What to produce: What do the entries below say? Restate them word for word.

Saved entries
□ □ □ □
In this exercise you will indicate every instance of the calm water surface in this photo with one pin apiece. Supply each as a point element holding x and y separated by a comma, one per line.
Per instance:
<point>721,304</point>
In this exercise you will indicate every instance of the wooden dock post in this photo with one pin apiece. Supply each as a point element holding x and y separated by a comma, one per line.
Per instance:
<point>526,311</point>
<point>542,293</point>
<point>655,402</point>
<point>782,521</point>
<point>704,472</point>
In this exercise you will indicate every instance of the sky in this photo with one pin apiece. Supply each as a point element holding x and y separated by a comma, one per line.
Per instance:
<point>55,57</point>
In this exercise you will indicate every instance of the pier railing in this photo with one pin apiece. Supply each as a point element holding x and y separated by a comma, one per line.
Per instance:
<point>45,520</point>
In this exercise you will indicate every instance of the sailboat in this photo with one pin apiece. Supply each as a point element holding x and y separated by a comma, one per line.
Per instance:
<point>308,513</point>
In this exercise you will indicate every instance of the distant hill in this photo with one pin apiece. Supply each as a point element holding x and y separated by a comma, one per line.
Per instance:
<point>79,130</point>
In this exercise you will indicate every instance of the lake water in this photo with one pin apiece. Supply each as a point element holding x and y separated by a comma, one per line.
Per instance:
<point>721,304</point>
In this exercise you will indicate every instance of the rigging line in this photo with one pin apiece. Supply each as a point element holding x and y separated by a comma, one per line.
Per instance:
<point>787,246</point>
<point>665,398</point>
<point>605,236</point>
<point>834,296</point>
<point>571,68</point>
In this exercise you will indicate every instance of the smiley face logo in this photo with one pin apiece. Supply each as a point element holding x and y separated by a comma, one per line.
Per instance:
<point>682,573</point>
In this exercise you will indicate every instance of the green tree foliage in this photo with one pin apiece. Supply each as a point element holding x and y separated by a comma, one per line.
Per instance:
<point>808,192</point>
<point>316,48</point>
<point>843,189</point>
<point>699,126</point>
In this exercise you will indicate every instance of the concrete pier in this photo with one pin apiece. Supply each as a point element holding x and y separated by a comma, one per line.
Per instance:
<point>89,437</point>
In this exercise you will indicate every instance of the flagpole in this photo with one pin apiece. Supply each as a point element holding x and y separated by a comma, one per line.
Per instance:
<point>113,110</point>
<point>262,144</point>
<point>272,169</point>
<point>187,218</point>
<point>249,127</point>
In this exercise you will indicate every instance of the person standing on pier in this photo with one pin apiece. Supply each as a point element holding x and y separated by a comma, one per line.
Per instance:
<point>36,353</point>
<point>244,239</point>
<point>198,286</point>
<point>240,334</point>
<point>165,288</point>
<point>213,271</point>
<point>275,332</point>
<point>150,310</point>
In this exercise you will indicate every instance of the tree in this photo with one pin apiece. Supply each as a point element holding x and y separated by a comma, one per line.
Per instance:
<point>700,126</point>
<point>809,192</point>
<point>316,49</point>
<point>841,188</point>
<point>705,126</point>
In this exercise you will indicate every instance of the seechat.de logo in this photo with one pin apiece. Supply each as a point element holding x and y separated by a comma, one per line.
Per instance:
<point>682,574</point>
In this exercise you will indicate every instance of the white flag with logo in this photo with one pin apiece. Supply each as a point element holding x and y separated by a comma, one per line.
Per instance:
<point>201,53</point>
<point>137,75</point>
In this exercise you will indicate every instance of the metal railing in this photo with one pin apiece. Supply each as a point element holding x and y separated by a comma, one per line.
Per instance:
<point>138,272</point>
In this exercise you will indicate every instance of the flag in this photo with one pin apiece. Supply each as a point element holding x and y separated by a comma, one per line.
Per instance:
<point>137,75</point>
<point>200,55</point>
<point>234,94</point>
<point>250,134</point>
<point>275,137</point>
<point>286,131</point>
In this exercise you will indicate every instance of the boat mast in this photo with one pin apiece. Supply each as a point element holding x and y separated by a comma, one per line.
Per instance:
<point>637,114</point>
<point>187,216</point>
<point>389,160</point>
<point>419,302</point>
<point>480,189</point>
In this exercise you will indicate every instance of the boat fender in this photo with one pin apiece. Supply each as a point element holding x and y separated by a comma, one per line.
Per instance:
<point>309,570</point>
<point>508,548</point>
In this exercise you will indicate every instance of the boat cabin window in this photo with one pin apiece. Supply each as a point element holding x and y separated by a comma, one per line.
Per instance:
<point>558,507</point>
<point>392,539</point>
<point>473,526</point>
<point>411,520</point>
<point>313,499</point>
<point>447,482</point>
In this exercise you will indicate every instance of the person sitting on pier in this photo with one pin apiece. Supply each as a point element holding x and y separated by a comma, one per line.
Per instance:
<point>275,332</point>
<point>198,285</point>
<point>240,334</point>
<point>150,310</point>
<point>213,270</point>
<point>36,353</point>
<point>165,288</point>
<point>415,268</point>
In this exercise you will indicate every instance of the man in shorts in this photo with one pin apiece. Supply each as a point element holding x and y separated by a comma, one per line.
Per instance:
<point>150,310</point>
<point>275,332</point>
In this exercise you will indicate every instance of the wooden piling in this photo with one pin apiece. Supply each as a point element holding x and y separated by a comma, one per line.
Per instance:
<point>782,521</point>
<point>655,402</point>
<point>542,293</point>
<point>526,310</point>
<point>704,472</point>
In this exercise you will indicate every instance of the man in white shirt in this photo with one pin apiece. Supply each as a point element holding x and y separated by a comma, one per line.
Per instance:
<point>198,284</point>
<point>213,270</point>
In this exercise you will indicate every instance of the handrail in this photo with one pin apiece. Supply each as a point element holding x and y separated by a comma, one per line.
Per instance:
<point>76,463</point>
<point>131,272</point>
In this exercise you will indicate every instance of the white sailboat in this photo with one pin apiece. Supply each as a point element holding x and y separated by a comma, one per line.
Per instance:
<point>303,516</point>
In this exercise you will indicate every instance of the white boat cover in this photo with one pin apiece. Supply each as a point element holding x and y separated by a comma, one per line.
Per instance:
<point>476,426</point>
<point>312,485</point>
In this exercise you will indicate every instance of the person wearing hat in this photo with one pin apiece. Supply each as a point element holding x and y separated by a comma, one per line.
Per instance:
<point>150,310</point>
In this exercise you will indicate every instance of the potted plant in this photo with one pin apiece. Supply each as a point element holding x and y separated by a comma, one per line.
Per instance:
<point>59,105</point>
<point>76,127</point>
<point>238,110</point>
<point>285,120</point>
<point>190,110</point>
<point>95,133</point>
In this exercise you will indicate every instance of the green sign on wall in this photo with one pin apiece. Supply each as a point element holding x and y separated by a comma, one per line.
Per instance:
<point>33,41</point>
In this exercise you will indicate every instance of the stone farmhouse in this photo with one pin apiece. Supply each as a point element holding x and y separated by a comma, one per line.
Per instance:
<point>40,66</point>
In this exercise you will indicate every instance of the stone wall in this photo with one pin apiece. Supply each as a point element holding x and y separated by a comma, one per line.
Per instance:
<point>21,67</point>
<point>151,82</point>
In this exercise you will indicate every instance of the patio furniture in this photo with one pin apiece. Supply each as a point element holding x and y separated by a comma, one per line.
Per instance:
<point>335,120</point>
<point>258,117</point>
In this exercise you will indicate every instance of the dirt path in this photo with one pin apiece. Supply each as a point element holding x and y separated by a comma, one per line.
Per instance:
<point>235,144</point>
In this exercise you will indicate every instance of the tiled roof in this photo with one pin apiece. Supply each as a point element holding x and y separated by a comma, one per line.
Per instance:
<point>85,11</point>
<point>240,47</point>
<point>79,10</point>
□ □ □ □
Task result:
In this exercise you will indicate every instance of the calm water surface in this photo with one pin apiece. Supply each as a point element holding x and y separated by a comma, one per line.
Per instance:
<point>721,304</point>
In this exercise you will indicate every instance of the wooden dock post in this photo with one pin apiece. Supply each as a point element holding x and y separated by a comma, one per line.
Per instance:
<point>526,311</point>
<point>542,293</point>
<point>655,402</point>
<point>782,521</point>
<point>704,472</point>
In this exercise you will indicate every instance of the sky in this photo with one pin apiece. Supply each as a point element holding x and y separated by a comma, one per line.
Per instance:
<point>55,57</point>
In this exercise you will indicate every instance of the pier railing in this photo with one pin apiece. Supply each as a point element holding x and y separated by a comma, one per line.
Per instance:
<point>45,520</point>
In this exercise you will indicate every instance of the sailboat in this photo with one pin apiece. Supply each as a point element holding x and y separated by a comma, one per line.
Per instance:
<point>308,513</point>
In this exercise you will indicate every instance of the distant hill in this photo with one pin apiece. Supply each as a point element holding x and y separated by a comma, one per line.
Per instance:
<point>79,130</point>
In this exercise you will indicate every instance of the lake water in this photo with one pin apiece. Supply each as a point element holding x and y separated by a comma, one per line.
Per instance:
<point>721,304</point>
In this exercise you will indicate every instance of the rigging line in this photo with one pin apiece. Supply each as a point element holding x and y separated by a comma, one per line.
Per instance:
<point>787,246</point>
<point>665,398</point>
<point>605,236</point>
<point>834,296</point>
<point>571,68</point>
In this exercise you will indicate every instance of the smiley face logo in this photo with one pin apiece. Supply each as a point element holding x and y separated by a comma, one per line.
Per instance:
<point>682,573</point>
In this exercise you will indicate every instance of the green tree foliage in this photo with one pin apiece. Supply each as a point element holding x and y separated by a comma, one per line.
Per instance:
<point>808,192</point>
<point>316,48</point>
<point>843,189</point>
<point>699,126</point>
In this exercise you will indicate every instance of the concrete pier in this photo with one pin apiece. Supply each as a point element holding x and y separated by a comma, one per line.
Per instance:
<point>89,437</point>
In this exercise you will indicate every instance of the flagpole in this photo with one pin apiece. Supply each as a point element holding x and y separated by a comma, one per line.
Per instance:
<point>113,110</point>
<point>262,144</point>
<point>272,169</point>
<point>187,218</point>
<point>249,127</point>
In this exercise you will indicate every instance of the person standing on pier in this photo with one pin apiece. Supply each as a point element holding x and y separated by a comma, one per line.
Per instance:
<point>36,353</point>
<point>244,239</point>
<point>198,286</point>
<point>240,334</point>
<point>165,288</point>
<point>213,271</point>
<point>275,332</point>
<point>150,310</point>
In this exercise you will indicate every instance of the tree in this photo with one pin apiece. Supply each as a point element holding x and y separated by a comma, one per line.
Per instance:
<point>700,126</point>
<point>809,192</point>
<point>316,49</point>
<point>841,188</point>
<point>705,126</point>
In this exercise you will indicate every instance of the seechat.de logo in this photo with one pin apiece. Supply each as a point element holding x and y separated by a comma, one per line.
Per instance:
<point>682,574</point>
In this exercise you will indicate every instance of the white flag with logo in this photo with one pin apiece. Supply each as a point element holding x and y separated by a comma, one per line.
Per instance:
<point>201,53</point>
<point>137,75</point>
In this exercise you will indicate every instance of the metal railing in this photo with one pin apiece. Supply each as a point element holding x and y separated by a comma, one per line.
Per instance:
<point>138,272</point>
In this exercise you will indicate every instance of the flag in this photo with one pin apiece. Supply each as a point element holding x and y separated by a comma, one per line.
Per instance:
<point>137,75</point>
<point>200,55</point>
<point>234,94</point>
<point>250,134</point>
<point>275,137</point>
<point>286,131</point>
In this exercise you will indicate every instance of the boat mast in this photo with one pin apiece. Supply each as a point element holding x and y separated by a comma, one per line.
Per instance:
<point>637,114</point>
<point>187,216</point>
<point>389,160</point>
<point>419,302</point>
<point>480,189</point>
In this exercise you will indicate every instance of the boat fender in this photo with one pin apiece. Supply each as a point element holding x and y separated by a comma, one per line.
Per instance:
<point>309,570</point>
<point>508,548</point>
In this exercise you will indicate every instance of the boat cabin window in this photo with one pin apiece. Supply each as a point element holding x and y separated by a comma, one per line.
Per instance:
<point>558,507</point>
<point>392,539</point>
<point>473,526</point>
<point>411,520</point>
<point>313,499</point>
<point>447,482</point>
In this exercise you will indicate every instance of the person sitting on pier in this photo with one pin apiece. Supply each as a point element holding x and y separated by a comma, one per line.
Per instance:
<point>275,332</point>
<point>198,285</point>
<point>240,334</point>
<point>150,310</point>
<point>213,270</point>
<point>36,353</point>
<point>165,288</point>
<point>415,268</point>
In this exercise you will indicate every instance of the man in shorts in this photo with one pin apiece. Supply each as a point element holding x and y separated by a comma, one per line.
Per instance:
<point>150,310</point>
<point>275,332</point>
In this exercise you will indicate every instance of the wooden piling in this photo with one pin apiece. Supply each as a point element holding x and y separated by a comma, one per line.
Per instance:
<point>782,521</point>
<point>655,402</point>
<point>542,293</point>
<point>526,310</point>
<point>704,472</point>
In this exercise you will indicate every instance of the man in white shirt in this photo with one pin apiece. Supply each as a point element holding x and y separated by a comma, one per line.
Per instance:
<point>198,284</point>
<point>213,270</point>
In this exercise you will indicate every instance of the handrail in this photo with one pin apiece. Supply each as a point element holding x and y separated by a comma, one per line.
Per instance:
<point>76,463</point>
<point>131,272</point>
In this exercise you will indicate every instance of the white sailboat in this photo with one pin apiece. Supply each as a point element holding x and y separated by a comma, one per line.
Per instance:
<point>303,516</point>
In this exercise you will indicate every instance of the white boat cover in this photo with one pin apiece. Supply each as a point element holding x and y separated by a comma, one per line.
Per instance:
<point>476,426</point>
<point>312,485</point>
In this exercise you will indicate every instance of the person wearing hat in this photo with one pin apiece. Supply each as a point element holding x and y separated by a comma, one per line.
Per instance:
<point>150,310</point>
In this exercise you will indicate every instance of the potted plant in this photo with one pin apiece. Supply each as a point element holding x and y separated by a comma, one per line.
Per instance:
<point>59,105</point>
<point>76,127</point>
<point>238,110</point>
<point>285,120</point>
<point>190,110</point>
<point>95,133</point>
In this exercise you will indicate every instance of the green sign on wall in this photo with one pin apiece. Supply each as a point element holding x and y separated by a comma, one per line.
Per instance:
<point>33,41</point>
In this exercise you will indicate every instance of the stone farmhouse in this photo with one pin apiece. Supply each as a point element holding x and y separated by a comma, one per line.
Per instance:
<point>40,66</point>
In this exercise you will indicate every instance of the stone wall in this photo with one pin apiece. Supply each as a point element holding x and y separated by a comma, one per line.
Per instance:
<point>21,67</point>
<point>151,82</point>
In this exercise you will indicate every instance of the patio furniture in this photo with one pin apiece. Supply each as a point element holding x and y separated by a comma, one per line.
Per instance:
<point>335,120</point>
<point>258,117</point>
In this exercise you will indicate every instance of the dirt path in this photo with one pin apiece. Supply each as a point element holding x and y separated by a comma, one per line.
Per instance:
<point>235,144</point>
In this exercise you will indicate every instance of the tiled roof in this photo with one pin apiece. Supply each as a point element holding x and y separated by a comma, one per line.
Per instance:
<point>85,11</point>
<point>240,47</point>
<point>79,10</point>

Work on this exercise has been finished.